== Provided data ==
■ ■ ■ ■ ■

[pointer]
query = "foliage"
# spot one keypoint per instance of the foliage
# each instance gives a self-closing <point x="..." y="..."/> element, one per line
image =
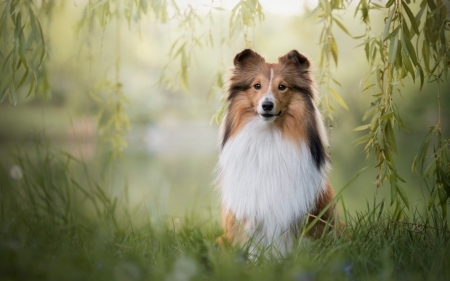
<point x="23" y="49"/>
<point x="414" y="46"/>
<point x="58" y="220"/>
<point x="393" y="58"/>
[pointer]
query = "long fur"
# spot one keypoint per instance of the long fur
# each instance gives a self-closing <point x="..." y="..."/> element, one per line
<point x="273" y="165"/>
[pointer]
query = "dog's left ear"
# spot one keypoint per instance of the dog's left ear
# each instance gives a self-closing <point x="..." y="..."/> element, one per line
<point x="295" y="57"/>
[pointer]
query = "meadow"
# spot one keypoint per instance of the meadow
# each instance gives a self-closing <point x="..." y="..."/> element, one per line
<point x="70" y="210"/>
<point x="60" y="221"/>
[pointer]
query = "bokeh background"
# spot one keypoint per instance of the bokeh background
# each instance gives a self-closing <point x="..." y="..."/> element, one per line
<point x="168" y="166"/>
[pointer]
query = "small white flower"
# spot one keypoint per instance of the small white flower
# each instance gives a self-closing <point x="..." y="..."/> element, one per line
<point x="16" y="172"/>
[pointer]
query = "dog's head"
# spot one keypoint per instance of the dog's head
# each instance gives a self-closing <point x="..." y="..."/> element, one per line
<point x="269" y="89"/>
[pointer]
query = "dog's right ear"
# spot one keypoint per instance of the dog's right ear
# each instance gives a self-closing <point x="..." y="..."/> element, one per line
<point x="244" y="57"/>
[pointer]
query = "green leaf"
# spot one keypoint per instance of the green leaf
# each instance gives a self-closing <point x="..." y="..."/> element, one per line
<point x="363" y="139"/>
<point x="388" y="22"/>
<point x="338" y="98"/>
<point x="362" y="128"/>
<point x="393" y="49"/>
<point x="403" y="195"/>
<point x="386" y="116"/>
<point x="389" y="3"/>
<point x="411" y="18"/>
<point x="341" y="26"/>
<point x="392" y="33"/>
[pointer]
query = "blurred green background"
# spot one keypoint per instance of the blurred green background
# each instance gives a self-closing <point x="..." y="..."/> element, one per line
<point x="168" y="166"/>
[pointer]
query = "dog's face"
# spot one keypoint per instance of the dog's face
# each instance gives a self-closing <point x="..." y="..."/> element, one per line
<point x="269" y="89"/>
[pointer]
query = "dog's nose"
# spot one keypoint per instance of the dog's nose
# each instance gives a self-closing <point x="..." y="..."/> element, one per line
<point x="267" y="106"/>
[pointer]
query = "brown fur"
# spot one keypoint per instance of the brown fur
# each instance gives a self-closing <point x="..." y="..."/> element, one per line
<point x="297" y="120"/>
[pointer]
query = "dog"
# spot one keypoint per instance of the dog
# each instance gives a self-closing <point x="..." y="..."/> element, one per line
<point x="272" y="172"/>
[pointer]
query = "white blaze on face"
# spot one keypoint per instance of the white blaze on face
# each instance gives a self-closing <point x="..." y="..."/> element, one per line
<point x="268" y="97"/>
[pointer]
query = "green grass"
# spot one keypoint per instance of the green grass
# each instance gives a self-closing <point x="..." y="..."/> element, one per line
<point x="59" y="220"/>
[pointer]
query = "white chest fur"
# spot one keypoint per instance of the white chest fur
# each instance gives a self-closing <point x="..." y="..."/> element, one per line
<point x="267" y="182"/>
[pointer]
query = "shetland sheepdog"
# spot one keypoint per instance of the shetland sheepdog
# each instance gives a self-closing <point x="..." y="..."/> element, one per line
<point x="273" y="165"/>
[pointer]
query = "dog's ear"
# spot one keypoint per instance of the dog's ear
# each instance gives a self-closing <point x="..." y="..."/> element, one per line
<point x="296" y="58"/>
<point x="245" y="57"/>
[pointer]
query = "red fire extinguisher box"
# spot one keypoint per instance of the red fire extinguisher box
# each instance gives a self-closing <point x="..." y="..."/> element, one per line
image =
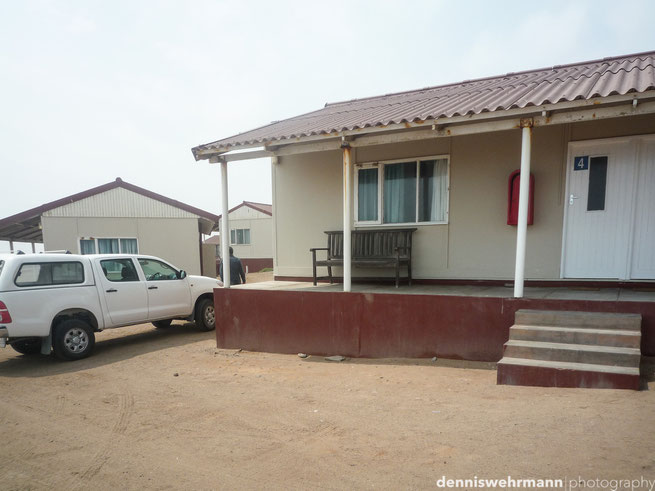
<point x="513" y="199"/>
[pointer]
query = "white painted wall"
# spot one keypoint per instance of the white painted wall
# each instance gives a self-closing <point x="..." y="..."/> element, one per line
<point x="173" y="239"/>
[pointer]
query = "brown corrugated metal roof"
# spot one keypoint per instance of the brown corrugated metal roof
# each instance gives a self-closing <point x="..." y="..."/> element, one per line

■ ■ ■ ■ ■

== Exercise ==
Restate the data above word for word. Do not include the images.

== Finished answer ==
[pointer]
query = "foliage"
# spot one keypoint per instance of the foliage
# each instance gives a self-closing <point x="..." y="..."/> element, one per line
image =
<point x="23" y="49"/>
<point x="414" y="46"/>
<point x="58" y="220"/>
<point x="393" y="58"/>
[pointer]
query = "long fur"
# spot one keypoint per instance of the long fur
# each instance gives a self-closing <point x="..." y="..."/> element, one per line
<point x="273" y="165"/>
[pointer]
query = "dog's left ear"
# spot one keypoint per instance of the dog's left ear
# each instance gives a self-closing <point x="..." y="..."/> element, one per line
<point x="295" y="57"/>
[pointer]
query = "meadow"
# spot one keypoint per instance of the meadow
# each instance gives a self-closing <point x="..." y="..."/> element, one per line
<point x="70" y="210"/>
<point x="60" y="221"/>
[pointer]
query = "bokeh background"
# spot one keypoint per instance of the bokeh background
# each instance gives a self-closing <point x="..." y="..."/> element, one per line
<point x="168" y="166"/>
[pointer]
query = "small white flower"
# spot one keypoint per instance of the small white flower
# each instance gives a self-closing <point x="..." y="..."/> element, one per line
<point x="16" y="172"/>
[pointer]
query = "dog's head"
# spot one keypoint per instance of the dog's head
# each instance gives a self-closing <point x="..." y="..."/> element, one per line
<point x="269" y="89"/>
[pointer]
query = "dog's right ear"
# spot one keypoint per instance of the dog's right ear
# each instance gives a self-closing <point x="..." y="..."/> element, one per line
<point x="244" y="57"/>
[pointer]
query = "green leaf"
# spot one keypoint per instance of the green leaf
# each instance gives a self-closing <point x="..." y="..."/> element, one per line
<point x="363" y="139"/>
<point x="388" y="22"/>
<point x="338" y="98"/>
<point x="362" y="128"/>
<point x="393" y="49"/>
<point x="403" y="195"/>
<point x="386" y="116"/>
<point x="389" y="3"/>
<point x="411" y="18"/>
<point x="341" y="26"/>
<point x="392" y="33"/>
[pointer]
query = "blurred green background"
# spot one keypoint per instance of the blurred green background
# each instance gives a self-closing <point x="..." y="..."/> element, one per line
<point x="168" y="166"/>
[pointer]
query = "dog's face"
# spot one keypoint per instance of the dog's face
# each instance gives a self-closing <point x="..." y="..."/> element, one per line
<point x="269" y="89"/>
[pointer]
query = "dog's nose"
# spot one keypoint per instance of the dog's nose
# each instance gives a self-closing <point x="..." y="..."/> element, one per line
<point x="267" y="106"/>
[pointer]
query = "brown fur"
# spot one keypoint per instance of the brown fur
# each instance gives a self-closing <point x="..." y="..."/> element, one per line
<point x="297" y="120"/>
[pointer]
query = "dog"
# spot one keypoint per instance of the dog
# each instance gives a self-closing <point x="..." y="..."/> element, one per line
<point x="272" y="172"/>
[pointer]
query = "white blaze on face"
# spot one keypoint per instance of the white blaze on face
# each instance gives a self-closing <point x="..." y="..."/> element, one per line
<point x="268" y="97"/>
[pointer]
query = "green grass"
# spot one keypoint per instance of the green grass
# each instance gives a self-closing <point x="..." y="..."/> element, one per line
<point x="59" y="220"/>
[pointer]
query = "white chest fur"
# spot one keypoint per instance of the white chest fur
# each instance gives a self-closing <point x="..." y="..."/> element, one per line
<point x="267" y="182"/>
[pointer]
query = "shetland sheepdog"
# spot one keypoint per instance of the shetland sheepdog
# each instance gives a self-closing <point x="..." y="..."/> element, one per line
<point x="273" y="165"/>
[pointer]
query = "dog's ear"
# spot one keypoint per instance of the dog's ear
# each instance gives a self-closing <point x="..." y="..."/> element, one per line
<point x="296" y="58"/>
<point x="245" y="57"/>
[pointer]
query = "red fire extinguisher box"
# spot one keypoint per instance of the red fire extinguisher box
# each instance gives a self-closing <point x="..." y="..."/> element, one per line
image =
<point x="513" y="199"/>
[pointer]
query = "white painted wall"
# spot one keypoint per instance of the white painted wall
# each instance gives a self-closing <point x="..." y="..."/> element, one per line
<point x="173" y="239"/>
[pointer]
query = "brown corrugated metal roof"
# spot one keypoint per instance of the brown corrugated metal roof
# each instance gives a self-closing <point x="..." y="..."/> element, one per line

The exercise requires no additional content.